# Hargreaves 2015



## Mullethead (Oct 4, 2007)

Fished the Hargreaves with two sets of kids this year. 
Brothers Josh (13) and Devin (12). And Brothers Dyllon and Dalton (16 year old twins) 

Neither pair had any Gulf fishing experienc 
Friday with the forecast 2-3'. Decided to keep Josh and Devin in state waters .. We trolled the Mass & Pass .. Nonjoy .. We trolled out to a near shore wreck .. Stopped and tried for snapper .. The triggerscame right to the surface .. . we tried dutch bank numbers and several small wrecks / coops .. Nothing but hungry triggers! Pushed out to the I-10 bridge rubble .. Now we find the snapper (federal waters!). We did manage a few small knig .. And every chicken rig drop was another trigger! Even had a shark bite a trigger in 1/2 ! A light box but lots of tight lines .. We headed in.

Saturday .. We still had the 2-3 ' waves but I knew i had to get out beyond the triggers. We spent some time working on live bait .. We pulled the cigs around #1 and got two snake kings .. Mid day I figured Dalton & Dyllon had their sea legs so we pushed to the edge .Ran into a weed line and got a 3 lb dolphin . At the edge the water was a nice blue .. The live cigs got us a couple of almacos .. Scamp, and a red hind grouper .

The scamp took first place, and the red hind was the only grouper weighed in. 

Great time!


----------



## submariner (Oct 2, 2007)

good for you enjoyed the 1/2 trigger


----------



## WAReilly (Jun 2, 2014)

What was the weight on the scamp? Just curious.


----------



## 24ft fishmaster (Apr 26, 2012)

I believe his scamp was 5.0lbs.second was 4.4lbs


----------



## WAReilly (Jun 2, 2014)

** Challenge A **
Reproduce the part of the fishing thread from "Saturday .. We" to "Great time!".

** Provided information **
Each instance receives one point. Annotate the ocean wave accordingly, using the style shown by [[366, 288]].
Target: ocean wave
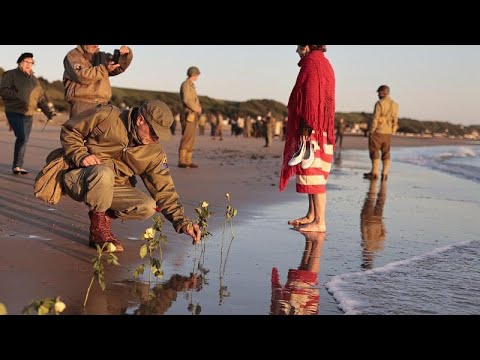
[[443, 281]]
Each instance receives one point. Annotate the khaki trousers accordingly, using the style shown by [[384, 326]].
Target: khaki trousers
[[77, 107], [95, 186]]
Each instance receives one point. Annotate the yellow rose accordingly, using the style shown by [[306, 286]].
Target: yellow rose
[[149, 233], [60, 307]]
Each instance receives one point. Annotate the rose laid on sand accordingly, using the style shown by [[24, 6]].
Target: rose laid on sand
[[149, 233]]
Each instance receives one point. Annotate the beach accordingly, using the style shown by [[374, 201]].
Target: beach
[[44, 252]]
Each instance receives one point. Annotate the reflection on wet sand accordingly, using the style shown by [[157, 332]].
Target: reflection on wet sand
[[300, 295], [135, 298], [372, 227]]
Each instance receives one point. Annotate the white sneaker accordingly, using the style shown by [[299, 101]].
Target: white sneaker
[[298, 156], [309, 157]]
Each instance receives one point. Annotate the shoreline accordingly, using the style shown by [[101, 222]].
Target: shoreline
[[44, 248]]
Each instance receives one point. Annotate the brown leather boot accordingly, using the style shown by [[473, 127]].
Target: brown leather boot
[[100, 232], [109, 217]]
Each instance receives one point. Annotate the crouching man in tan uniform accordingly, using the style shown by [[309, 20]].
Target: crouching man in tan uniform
[[383, 125], [107, 146], [191, 110]]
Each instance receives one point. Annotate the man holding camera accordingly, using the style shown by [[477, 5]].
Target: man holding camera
[[86, 75]]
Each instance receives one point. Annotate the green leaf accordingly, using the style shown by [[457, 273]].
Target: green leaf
[[143, 251], [101, 282], [43, 310], [139, 271], [115, 262]]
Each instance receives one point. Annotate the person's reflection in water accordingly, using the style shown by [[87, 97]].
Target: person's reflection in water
[[301, 294], [371, 223], [337, 160]]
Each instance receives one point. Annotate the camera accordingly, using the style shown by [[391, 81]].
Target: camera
[[105, 58]]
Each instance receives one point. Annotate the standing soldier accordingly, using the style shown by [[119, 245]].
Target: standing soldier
[[86, 76], [202, 120], [191, 110], [383, 125]]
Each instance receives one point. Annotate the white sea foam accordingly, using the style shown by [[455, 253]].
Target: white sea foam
[[443, 281], [463, 161]]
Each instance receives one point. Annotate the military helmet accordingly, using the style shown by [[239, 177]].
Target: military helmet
[[384, 88], [193, 70]]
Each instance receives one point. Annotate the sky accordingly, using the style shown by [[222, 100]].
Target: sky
[[430, 82]]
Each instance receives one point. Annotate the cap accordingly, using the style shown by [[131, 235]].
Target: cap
[[159, 116], [24, 56], [193, 70], [384, 88]]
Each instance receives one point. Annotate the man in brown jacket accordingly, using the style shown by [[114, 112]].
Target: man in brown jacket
[[86, 76], [191, 110], [107, 146], [22, 94], [383, 125]]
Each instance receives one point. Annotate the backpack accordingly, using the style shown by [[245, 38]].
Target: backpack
[[48, 184]]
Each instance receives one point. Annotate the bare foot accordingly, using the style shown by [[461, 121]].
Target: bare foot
[[299, 222], [312, 227]]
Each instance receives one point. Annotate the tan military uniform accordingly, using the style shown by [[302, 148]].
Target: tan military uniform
[[191, 110], [88, 85], [383, 125], [102, 131]]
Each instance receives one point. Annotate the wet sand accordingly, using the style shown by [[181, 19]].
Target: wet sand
[[43, 249]]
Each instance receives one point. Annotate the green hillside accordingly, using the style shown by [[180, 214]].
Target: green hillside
[[133, 97]]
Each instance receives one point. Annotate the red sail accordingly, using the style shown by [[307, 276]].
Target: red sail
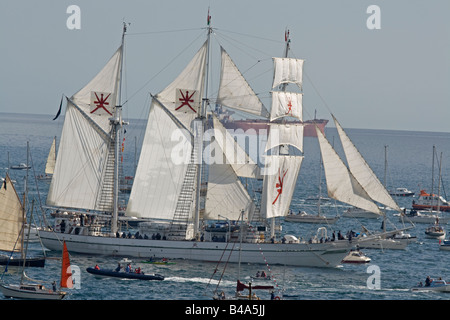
[[240, 287], [66, 272]]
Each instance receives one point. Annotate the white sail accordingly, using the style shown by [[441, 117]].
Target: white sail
[[11, 217], [226, 196], [51, 159], [86, 148], [235, 156], [183, 96], [288, 70], [341, 184], [279, 185], [286, 104], [235, 92], [361, 171], [167, 147], [285, 134], [162, 166]]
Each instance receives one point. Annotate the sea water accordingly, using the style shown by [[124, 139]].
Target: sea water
[[389, 275]]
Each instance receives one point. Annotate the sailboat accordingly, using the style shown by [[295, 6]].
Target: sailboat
[[172, 168], [358, 186], [436, 230], [12, 228], [35, 290], [50, 164]]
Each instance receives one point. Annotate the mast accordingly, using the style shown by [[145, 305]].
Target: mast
[[198, 140], [282, 149], [116, 123]]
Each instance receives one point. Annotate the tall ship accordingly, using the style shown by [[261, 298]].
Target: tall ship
[[260, 126], [176, 219]]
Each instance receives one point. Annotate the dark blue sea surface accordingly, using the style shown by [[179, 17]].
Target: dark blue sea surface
[[409, 165]]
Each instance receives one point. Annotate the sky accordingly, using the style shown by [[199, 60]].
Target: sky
[[395, 77]]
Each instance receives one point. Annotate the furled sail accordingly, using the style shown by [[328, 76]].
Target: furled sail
[[183, 96], [163, 175], [11, 217], [361, 171], [279, 184], [86, 148], [288, 70], [235, 92], [341, 184], [286, 104]]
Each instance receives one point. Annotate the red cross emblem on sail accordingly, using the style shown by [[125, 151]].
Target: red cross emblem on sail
[[279, 185], [100, 101], [186, 100], [290, 107]]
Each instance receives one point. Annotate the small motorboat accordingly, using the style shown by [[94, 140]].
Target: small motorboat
[[428, 201], [435, 232], [31, 291], [163, 261], [261, 275], [401, 192], [21, 166], [304, 217], [38, 262], [354, 212], [437, 285], [123, 275], [356, 256], [444, 245]]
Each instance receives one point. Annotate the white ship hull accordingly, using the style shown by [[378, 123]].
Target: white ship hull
[[328, 254]]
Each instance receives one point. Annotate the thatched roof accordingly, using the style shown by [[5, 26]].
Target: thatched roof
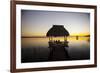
[[57, 30]]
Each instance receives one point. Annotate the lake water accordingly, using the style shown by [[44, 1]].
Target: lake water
[[37, 49]]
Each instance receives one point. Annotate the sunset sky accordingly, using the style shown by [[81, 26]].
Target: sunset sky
[[37, 23]]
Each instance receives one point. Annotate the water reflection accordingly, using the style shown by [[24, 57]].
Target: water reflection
[[38, 50]]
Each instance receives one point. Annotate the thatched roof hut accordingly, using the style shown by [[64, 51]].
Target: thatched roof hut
[[57, 30]]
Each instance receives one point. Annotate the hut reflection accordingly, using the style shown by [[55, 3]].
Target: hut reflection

** Challenge B **
Rewrite the records from the line with "Each instance receives one point. Annotate the small" through the end of the records, putting "straw roof" wherever "thatched roof" appears and changing nothing else. Leave the pictures out.

** Written solution A **
Saturday .. We still had the 2-3 ' waves but I knew i had to get out beyond the triggers. We spent some time working on live bait .. We pulled the cigs around #1 and got two snake kings .. Mid day I figured Dalton & Dyllon had their sea legs so we pushed to the edge .Ran into a weed line and got a 3 lb dolphin . At the edge the water was a nice blue .. The live cigs got us a couple of almacos .. Scamp, and a red hind grouper .

The scamp took first place, and the red hind was the only grouper weighed in. 

Great time!

** Written solution B **
Each instance receives one point. Annotate the small motorboat accordingly, using the style shown by [[94, 140]].
Target: small motorboat
[[428, 201], [435, 232], [31, 291], [163, 261], [261, 275], [401, 192], [21, 166], [304, 217], [38, 262], [354, 212], [437, 285], [123, 275], [356, 256], [444, 245]]
Each instance receives one point. Annotate the white ship hull accordingly, using the style shown by [[378, 123]].
Target: white ship hull
[[328, 254]]
Each instance receives one point. Annotate the straw roof accordingly, using the style shown by [[5, 26]].
Target: straw roof
[[57, 30]]
Each instance receives one point. Annotate the lake water accordingly, using the style shown by [[44, 1]].
Target: lake water
[[37, 49]]
Each instance receives one point. Annotate the sunset sky accordingly, using the style shown by [[81, 26]].
Target: sunset sky
[[37, 23]]
Each instance receives one point. Annotate the water reflection accordingly, using the style shown by [[24, 57]].
Target: water reflection
[[38, 50]]
Each instance receives one point. Annotate the straw roof hut accordingly, using the style shown by [[64, 51]].
Target: straw roof hut
[[57, 30]]
Each instance receives one point. Annotate the hut reflection accordingly, using the style shown by [[55, 3]].
Target: hut reflection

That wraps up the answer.